Given instruction 1: According to the article on faulty thinking by educational researchers, who argue that social reality consists of a fundamental dichotomy between quantitative and qualitative observations?
Given instruction 2: Name the four topics associated with traditional mental testing that the article on faulty thinking by educational researchers says obscure the advantages of objective measurement.
Given instruction 3: Carry the article on faulty thinking by educational researchers forward from its final sentence.

Given text:

Faulty Thinking by Educational Researchers

When the twentieth century is viewed from the perspective of mental test technology, the Rasch model stands out as a watershed between earlier forms of empirical investigation and the construction of objective social research. By its elimination of reference groups and its emphasis on objective measurement which statistically models the properties of linearity and additivity, the Rasch model offers researchers the opportunity to undertake quantitative studies of mental growth and development with a precision and clarity that, even now, we only expect in the physical sciences.

Unfortunately, advances in methodology, however significant, are generally resisted by a research community (Cohen, 1985). New ideas and methods, despite their benefits, require reappraisal of prevailing practice and the acquisition of new concepts and skills. In general, the more concepts and techniques that must be given up, the more resistance there is against a new methodology. This resistance to change is necessary to protect the practice of science from frivolity and triviality but, not surprisingly, it also inhibits the dissemination and dispersal of genuine advances in scientific method and thinking.

Four topics associated with traditional mental testing obscure the advantages that objective measurement has for the study of educational and mental growth: (1) the distinction between qualitative and quantitative observations, (2) empirical analyses based on grade equivalents, (3) the longing for an absolute zero for the measurement of mental characteristics, and (4) a rigid conceptualization of reliability.

Qualitative versus quantitative:
Few issues in contemporary discussions of research methodology, and arguably in the history of social research, are more artificial and have led to more muddled thinking than a futile distinction that some researchers make between qualitative and quantitative observations. Miles & Huberman (1984) argue that social reality consists of a fundamental dichotomy between quantitative and qualitative observations which logically prohibits the application of statistical methods to particular social observations. Their approach attempts to preserve the "qualitative" integrity of social phenomena from a feared debasement by quantitative methods. Many philosophers have analyzed this misbegotten perspective and have concluded that the claimed distinction between qualitative and quantitative observations has no logical basis (Kaplan, 1964; Richardt & Cook, 1979, 1980; Walker & Evers, 1988). Unfortunately, most measurement specialists in contemporary social research, unable or unwilling to address this conclusion, have abandoned vast areas of empirical study to inadequate methods which cannot even approximate objectivity.

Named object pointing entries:
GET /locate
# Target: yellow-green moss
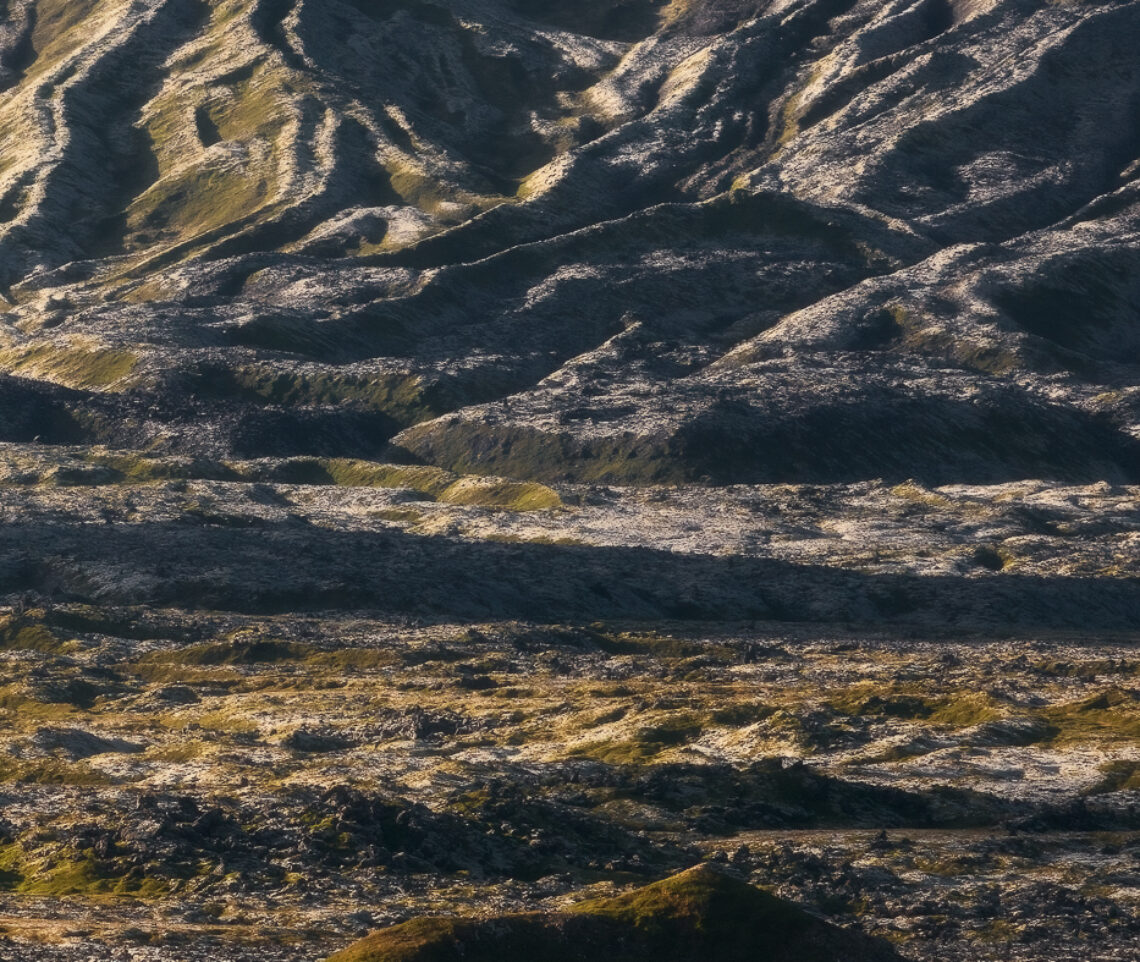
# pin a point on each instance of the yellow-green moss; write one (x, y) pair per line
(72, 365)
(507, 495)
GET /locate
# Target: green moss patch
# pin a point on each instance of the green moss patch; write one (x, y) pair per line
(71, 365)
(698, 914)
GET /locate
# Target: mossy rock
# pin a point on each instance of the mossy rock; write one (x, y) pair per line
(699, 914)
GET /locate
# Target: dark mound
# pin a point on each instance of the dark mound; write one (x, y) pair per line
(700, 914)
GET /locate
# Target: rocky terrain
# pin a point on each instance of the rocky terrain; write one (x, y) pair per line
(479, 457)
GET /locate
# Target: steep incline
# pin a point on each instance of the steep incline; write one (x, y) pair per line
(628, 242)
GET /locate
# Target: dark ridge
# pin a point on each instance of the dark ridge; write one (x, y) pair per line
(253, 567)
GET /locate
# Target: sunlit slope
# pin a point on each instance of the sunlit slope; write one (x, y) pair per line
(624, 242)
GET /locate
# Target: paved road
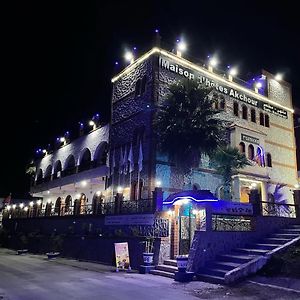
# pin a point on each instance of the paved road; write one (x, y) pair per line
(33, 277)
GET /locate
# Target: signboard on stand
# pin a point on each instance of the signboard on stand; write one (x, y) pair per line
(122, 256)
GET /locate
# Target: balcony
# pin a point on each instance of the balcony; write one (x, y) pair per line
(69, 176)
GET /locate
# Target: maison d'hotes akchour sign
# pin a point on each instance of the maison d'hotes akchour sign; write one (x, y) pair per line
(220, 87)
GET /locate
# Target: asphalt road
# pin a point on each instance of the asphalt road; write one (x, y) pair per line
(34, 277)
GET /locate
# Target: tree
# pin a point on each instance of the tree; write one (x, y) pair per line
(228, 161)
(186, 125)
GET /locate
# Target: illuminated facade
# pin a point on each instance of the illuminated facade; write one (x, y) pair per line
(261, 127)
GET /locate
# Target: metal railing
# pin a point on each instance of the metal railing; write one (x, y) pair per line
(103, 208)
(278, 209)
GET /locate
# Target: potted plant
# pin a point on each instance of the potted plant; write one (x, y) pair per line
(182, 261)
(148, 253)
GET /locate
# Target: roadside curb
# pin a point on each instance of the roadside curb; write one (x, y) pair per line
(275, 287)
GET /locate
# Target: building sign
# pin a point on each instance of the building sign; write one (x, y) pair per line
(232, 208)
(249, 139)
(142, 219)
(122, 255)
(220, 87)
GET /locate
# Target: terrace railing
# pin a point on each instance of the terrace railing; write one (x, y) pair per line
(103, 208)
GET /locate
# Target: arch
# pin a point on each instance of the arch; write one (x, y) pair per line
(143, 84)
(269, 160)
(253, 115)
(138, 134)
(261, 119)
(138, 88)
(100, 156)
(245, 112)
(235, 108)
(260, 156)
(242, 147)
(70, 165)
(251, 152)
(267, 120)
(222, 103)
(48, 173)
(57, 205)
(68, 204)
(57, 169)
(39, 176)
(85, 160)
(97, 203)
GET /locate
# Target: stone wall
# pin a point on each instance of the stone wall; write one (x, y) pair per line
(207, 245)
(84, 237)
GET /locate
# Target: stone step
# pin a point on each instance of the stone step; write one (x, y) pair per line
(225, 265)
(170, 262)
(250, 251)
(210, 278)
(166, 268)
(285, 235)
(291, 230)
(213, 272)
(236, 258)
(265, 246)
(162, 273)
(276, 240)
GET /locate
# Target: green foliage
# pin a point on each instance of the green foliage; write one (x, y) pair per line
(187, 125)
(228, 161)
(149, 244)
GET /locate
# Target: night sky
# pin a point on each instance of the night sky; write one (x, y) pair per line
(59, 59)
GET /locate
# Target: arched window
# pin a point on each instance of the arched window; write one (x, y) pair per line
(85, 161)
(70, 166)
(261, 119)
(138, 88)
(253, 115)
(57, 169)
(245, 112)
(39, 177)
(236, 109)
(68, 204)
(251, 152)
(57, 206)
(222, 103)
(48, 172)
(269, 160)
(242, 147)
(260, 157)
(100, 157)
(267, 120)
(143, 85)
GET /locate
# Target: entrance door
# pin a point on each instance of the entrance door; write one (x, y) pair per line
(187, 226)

Right answer 1: Miles & Huberman (1984)

Right answer 2:
1. The distinction between qualitative and quantitative observations
2. Empirical analyses based on grade equivalents
3. The longing for an absolute zero for the measurement of mental characteristics
4. A rigid conceptualization of reliability

Right answer 3:
In the 1920's, Thurstone concluded that, while every measure begins as a qualitative experience, all empirical investigations, on close inspection, involve the application of quantitative reasoning. A measure focuses on a single aspect of experience, associated with some quality of particular interest, and describes it numerically in order to accomplish a fundamental scientific goal -- the precise description of variation.

Observations do not fall into mutually exclusive quantitative and qualitative classes. All observations are at first qualitative. The methods by which observations are used, however, are almost all quantitative. An important distinction between methods is the degree to which observations are summarized numerically. At one extreme are the "qualitative" methods that employ only non-numerical description, such as personal impression and subjective opinion. Other methods achieving greater generality apply increasingly numerical description, e.g. rank orders. At the other extreme, there are methods that rely exclusively on scientifically modelled linear measures.

Grade equivalents:
In 1972, Angoff noted the severe shortcomings of grade equivalents (GE) when measuring intellectual growth. The definition of GE's enforces an equal amount of growth each year, forcing all growth curves to be straight lines of predetermined slope, thus completely concealing variations in growth rate. Angoff explained how differences in GE could not be interpreted as differences in ability and so urged that GE's be avoided. Twenty years later, scholarly journals, public school systems and government agencies, otherwise committed to clarity and precision, continue to study and report growth in GE's. What a scientific embarrassment!.

Absolute zero:
For many, researchers and lay-persons, measurement in the social sciences will always seem fundamentally flawed because measures of non-physical characteristics, such as mental ability or attitude, do not seem to have the "natural" absolute zeroes so plentiful in physics. Even measurement specialists, knowledgeable about their particular techniques, fail to provide an adequate response to this naive apprehension. In fact, the "no zero" criticism is frequently accepted as an inherent limitation on the application of science to human affairs. This, in turn, perpetuates a myth, associated with Descartes, that the human aspects of experience are not suitable for scientific investigation.

While the role of zero in measurement has several perspectives , I offer the reader two from the physical sciences. First is the simple fact that many measurement applications in the physical sciences, such as pitch, hue, loudness and hardness, do well without any absolute zeroes. The Mohs hardness scale is not even a measure, but a physical operation for ranking geological specimens! In fact, the familiar measures of length and time only acquire their zeroes through the context in which they are applied. Neither length nor time have natural origins or absolute zeroes. What they have is agreed upon starting points - the points from which differences are measured. The practical importance of "natural" zeroes is vastly overrated.

Second is a lesson from thermodynamics where researchers use scales with various zeroes, each of which has its own theoretical significance. In a social research devoted to the expansion of scientific knowledge, this is the central concern. At the simplest level, say for measurement of temperature, the correlation of an observation with the physical expansion of a criterion requires only a convention to establish the numerical values on a scale such as centigrade or fahrenheit. The zero is no more than a convenient means of anchoring the numbers on the scale.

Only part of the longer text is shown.